* _ASSIGNMENT_
I'd like every line from the material below that has "chandelier" in it.

RECORDS SHOWN: Begin

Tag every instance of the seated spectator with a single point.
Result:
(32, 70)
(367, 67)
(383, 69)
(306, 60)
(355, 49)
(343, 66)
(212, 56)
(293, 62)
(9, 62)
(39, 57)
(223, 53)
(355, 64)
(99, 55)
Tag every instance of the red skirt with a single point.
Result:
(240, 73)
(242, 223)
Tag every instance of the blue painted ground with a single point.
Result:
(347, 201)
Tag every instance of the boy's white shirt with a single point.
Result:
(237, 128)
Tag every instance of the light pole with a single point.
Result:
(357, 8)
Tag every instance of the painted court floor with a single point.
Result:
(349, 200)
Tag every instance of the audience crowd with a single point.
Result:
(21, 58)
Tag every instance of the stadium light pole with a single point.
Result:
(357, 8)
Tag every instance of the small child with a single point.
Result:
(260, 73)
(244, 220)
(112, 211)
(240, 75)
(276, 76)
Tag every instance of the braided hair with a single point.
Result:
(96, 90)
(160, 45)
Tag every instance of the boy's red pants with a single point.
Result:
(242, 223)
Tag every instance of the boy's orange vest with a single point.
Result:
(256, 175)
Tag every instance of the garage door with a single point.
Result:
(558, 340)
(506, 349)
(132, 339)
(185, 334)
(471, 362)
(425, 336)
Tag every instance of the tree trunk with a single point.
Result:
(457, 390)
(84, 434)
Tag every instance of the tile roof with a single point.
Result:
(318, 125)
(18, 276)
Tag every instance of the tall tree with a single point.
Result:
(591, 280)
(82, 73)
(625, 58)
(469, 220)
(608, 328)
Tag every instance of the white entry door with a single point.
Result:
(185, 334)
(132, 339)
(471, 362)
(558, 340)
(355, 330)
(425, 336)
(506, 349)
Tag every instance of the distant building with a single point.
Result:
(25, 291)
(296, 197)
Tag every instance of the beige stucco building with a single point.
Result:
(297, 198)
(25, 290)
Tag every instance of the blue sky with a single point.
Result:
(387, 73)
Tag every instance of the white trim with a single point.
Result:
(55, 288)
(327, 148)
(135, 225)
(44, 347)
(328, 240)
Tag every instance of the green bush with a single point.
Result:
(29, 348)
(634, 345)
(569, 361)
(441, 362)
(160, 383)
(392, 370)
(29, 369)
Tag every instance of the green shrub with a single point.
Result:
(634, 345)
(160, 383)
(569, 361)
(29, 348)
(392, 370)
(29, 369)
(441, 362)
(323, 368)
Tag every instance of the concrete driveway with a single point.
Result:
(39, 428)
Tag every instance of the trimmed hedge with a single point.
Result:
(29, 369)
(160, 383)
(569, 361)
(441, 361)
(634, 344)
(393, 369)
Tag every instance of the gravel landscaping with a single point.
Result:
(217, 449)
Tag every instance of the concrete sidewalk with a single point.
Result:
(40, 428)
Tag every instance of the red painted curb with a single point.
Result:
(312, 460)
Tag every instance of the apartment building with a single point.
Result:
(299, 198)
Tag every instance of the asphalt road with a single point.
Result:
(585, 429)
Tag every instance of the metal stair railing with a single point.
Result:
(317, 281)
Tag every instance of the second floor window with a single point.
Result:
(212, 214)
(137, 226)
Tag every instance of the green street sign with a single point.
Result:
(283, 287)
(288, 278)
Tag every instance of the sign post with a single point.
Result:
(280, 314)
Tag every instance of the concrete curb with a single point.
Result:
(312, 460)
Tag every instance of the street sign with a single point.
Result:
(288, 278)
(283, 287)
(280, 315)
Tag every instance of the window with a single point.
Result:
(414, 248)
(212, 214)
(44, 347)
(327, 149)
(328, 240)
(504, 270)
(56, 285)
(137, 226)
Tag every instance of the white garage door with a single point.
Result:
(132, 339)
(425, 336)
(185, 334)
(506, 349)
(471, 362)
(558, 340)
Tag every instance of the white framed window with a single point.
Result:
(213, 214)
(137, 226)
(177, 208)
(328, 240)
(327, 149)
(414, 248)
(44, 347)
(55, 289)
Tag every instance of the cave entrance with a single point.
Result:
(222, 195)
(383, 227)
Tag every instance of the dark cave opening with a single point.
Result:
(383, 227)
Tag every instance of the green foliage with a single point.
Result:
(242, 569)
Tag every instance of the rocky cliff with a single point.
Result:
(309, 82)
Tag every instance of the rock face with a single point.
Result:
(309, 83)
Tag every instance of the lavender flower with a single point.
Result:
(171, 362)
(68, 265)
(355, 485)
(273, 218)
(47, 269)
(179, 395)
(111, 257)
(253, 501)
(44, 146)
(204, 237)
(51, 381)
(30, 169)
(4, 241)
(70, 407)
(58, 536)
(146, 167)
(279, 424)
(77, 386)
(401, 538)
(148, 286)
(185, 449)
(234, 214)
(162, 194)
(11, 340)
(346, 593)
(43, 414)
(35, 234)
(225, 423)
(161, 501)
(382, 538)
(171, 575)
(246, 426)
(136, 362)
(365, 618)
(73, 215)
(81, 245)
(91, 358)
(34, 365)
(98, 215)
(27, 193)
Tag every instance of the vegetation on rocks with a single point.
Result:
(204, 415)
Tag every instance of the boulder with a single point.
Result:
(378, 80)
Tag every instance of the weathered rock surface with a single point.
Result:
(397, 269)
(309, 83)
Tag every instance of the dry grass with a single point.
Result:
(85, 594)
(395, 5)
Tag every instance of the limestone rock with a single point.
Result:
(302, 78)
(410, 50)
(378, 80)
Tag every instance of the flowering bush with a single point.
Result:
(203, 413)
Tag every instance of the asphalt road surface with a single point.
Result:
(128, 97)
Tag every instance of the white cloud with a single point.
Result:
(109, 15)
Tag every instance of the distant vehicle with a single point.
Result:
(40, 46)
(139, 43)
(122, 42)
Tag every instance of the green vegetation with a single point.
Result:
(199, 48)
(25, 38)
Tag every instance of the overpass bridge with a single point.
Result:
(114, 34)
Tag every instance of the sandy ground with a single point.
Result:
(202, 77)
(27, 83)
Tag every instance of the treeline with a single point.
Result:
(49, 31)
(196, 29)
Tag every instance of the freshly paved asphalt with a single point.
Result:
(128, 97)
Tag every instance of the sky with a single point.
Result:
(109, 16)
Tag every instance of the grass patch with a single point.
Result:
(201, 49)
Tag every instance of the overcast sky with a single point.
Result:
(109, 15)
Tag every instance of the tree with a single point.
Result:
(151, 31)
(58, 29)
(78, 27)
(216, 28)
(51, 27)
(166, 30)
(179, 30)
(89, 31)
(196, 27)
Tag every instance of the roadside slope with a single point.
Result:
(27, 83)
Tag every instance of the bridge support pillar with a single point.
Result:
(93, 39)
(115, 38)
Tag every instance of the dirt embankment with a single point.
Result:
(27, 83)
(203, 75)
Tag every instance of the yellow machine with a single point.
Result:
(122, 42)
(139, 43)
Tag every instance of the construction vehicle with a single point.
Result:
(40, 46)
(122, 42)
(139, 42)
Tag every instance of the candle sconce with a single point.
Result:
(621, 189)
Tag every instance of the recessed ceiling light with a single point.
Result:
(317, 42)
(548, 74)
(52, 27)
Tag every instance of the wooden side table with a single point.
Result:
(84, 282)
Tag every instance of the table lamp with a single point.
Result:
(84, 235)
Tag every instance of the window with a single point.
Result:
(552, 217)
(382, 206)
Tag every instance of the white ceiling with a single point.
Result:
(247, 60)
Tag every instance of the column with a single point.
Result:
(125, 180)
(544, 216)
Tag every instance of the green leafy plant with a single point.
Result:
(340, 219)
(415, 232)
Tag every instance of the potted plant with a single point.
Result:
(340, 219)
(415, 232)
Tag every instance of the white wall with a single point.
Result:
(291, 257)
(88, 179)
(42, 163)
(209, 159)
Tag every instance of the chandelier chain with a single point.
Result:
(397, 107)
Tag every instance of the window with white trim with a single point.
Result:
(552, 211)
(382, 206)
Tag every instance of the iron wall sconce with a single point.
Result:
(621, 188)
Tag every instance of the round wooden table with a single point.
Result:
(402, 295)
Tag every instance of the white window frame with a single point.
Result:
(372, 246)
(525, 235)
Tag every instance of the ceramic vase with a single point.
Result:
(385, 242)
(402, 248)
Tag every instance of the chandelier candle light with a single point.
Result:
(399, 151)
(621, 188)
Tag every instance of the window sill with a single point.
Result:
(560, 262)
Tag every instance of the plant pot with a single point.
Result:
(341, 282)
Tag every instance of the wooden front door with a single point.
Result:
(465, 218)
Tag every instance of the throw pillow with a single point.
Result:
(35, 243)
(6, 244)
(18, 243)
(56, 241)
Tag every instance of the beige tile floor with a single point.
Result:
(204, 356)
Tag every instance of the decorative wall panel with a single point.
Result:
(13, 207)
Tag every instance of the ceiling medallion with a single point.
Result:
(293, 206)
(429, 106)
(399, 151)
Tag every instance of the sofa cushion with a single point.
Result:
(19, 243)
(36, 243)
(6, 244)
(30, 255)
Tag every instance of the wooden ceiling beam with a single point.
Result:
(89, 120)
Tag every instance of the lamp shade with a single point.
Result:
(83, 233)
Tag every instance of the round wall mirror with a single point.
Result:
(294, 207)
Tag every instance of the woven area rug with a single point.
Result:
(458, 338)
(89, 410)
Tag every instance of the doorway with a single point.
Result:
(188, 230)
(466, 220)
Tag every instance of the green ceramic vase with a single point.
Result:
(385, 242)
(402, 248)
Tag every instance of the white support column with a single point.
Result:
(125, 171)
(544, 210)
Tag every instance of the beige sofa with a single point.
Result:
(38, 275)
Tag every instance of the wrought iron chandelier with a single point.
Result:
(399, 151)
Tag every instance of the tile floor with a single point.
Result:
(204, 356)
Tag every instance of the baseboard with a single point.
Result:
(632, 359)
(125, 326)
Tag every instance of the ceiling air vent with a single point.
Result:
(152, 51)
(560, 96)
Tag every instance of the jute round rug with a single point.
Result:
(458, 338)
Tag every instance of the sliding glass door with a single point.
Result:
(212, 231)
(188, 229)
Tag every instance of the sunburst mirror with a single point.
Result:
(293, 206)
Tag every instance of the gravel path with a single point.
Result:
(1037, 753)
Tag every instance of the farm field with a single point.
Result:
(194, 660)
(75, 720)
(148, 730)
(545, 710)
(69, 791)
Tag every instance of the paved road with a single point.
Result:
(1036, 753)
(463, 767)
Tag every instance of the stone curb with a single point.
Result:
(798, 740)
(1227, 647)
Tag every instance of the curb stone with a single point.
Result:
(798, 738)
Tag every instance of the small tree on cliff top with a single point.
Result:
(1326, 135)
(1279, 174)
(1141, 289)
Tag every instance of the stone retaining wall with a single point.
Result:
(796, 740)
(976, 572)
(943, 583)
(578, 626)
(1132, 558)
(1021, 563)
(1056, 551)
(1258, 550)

RECORDS SHOWN: End

* _SOLUTION FOR THIS EXERCISE_
Tag every instance of the chandelier chain with a single point.
Tag every instance of the chandelier candle light with a single point.
Tag every instance of the wrought iron chandelier with a single point.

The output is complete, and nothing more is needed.